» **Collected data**
....
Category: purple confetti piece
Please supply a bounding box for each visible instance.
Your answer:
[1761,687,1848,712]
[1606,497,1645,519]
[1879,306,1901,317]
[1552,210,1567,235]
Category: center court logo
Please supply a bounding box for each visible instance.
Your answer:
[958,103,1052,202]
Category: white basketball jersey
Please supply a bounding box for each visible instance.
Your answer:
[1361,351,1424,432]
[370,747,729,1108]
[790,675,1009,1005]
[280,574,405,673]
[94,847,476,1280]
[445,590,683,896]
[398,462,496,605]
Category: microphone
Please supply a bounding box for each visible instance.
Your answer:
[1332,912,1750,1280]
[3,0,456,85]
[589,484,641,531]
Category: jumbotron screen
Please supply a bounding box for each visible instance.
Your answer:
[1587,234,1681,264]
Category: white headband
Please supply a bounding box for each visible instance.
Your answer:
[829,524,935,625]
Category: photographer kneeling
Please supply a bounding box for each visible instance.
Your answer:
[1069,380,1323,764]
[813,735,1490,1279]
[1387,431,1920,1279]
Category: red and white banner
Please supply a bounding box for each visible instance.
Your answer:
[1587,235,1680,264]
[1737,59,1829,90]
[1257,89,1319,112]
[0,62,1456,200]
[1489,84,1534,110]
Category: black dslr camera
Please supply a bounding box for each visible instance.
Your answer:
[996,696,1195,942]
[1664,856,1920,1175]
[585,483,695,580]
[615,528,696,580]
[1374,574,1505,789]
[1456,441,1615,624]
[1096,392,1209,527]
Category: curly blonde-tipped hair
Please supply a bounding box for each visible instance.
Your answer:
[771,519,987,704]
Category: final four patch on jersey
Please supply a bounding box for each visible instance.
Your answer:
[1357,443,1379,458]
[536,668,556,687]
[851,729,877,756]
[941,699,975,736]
....
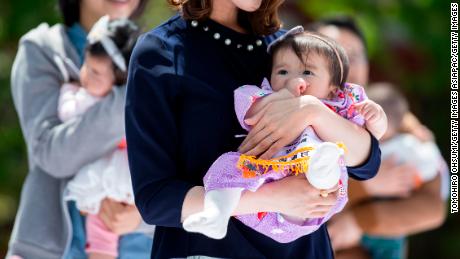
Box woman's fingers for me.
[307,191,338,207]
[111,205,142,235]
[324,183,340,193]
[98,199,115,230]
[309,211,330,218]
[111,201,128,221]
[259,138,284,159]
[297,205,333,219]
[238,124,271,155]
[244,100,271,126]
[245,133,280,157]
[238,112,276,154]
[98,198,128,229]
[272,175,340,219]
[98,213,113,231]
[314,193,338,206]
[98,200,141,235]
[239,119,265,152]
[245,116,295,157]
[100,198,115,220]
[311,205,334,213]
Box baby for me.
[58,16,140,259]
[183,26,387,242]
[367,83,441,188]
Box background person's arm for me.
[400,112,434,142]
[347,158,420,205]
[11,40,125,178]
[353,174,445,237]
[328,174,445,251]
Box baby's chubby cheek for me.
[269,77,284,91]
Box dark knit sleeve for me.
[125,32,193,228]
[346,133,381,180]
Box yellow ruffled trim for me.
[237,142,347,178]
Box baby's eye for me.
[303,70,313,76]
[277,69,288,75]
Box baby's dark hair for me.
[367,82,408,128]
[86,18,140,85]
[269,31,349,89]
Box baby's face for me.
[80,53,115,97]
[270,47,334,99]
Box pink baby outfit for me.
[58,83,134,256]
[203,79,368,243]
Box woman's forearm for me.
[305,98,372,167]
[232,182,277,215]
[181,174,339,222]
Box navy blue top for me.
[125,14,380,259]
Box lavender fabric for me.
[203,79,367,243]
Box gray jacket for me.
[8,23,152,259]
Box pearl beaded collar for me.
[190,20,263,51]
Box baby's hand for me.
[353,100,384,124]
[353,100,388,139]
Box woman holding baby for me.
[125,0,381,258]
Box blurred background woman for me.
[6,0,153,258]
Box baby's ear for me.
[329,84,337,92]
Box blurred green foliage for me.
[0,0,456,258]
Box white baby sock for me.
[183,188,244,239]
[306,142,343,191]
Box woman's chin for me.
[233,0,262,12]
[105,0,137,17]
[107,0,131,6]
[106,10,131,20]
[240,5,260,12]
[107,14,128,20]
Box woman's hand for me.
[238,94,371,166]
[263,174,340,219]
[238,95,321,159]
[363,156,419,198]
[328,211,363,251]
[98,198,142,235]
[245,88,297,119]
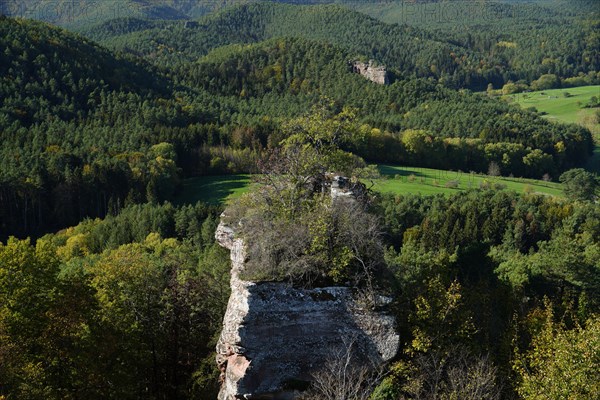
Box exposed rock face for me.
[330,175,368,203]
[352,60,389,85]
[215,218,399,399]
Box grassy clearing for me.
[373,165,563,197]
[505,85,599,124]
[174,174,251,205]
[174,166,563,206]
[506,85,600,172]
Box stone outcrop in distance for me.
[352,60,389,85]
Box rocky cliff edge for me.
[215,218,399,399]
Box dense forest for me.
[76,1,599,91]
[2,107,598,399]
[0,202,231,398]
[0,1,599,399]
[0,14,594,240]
....
» **Assigned task**
An exact, complete copy of the lines above from the one with "Category: white basketball jersey" through the one with "Category: final four patch on jersey" is the whole answer.

» **Answer for this exercise**
Category: white basketball jersey
Please supply a bounding box for each visible instance.
Your answer:
[1361,351,1424,432]
[370,747,729,1108]
[790,675,1009,1005]
[280,574,405,673]
[94,847,476,1280]
[445,590,683,896]
[398,462,496,605]
Category: microphone
Please supply a bounding box for each visible instance.
Your answer:
[1332,912,1750,1280]
[3,0,456,85]
[589,484,641,531]
Category: jumbotron screen
Please supply a bounding box for each visible instance.
Your answer:
[1587,234,1681,264]
Category: white headband
Please supply a bounding box for each visible instance.
Your answer:
[829,524,935,625]
Category: photographer kneeling
Please supply a bounding box for each visible instance.
Your answer:
[1069,380,1323,764]
[813,735,1490,1279]
[1387,431,1920,1279]
Category: red and white banner
Please supply a bounding box for each visible instance.
Your answer:
[1587,235,1680,264]
[1737,59,1829,90]
[1257,89,1319,112]
[0,62,1456,200]
[1489,84,1534,110]
Category: black dslr camera
Please supply a bounding box for each visible instance.
Your answer:
[996,696,1195,942]
[1664,856,1920,1175]
[585,483,695,580]
[615,528,696,580]
[1374,574,1505,789]
[1456,441,1615,624]
[1096,392,1209,527]
Category: curly blonde-tipped hair
Please supply a bounding box for each visible instance.
Your answer:
[771,519,987,704]
Category: final four patch on jersey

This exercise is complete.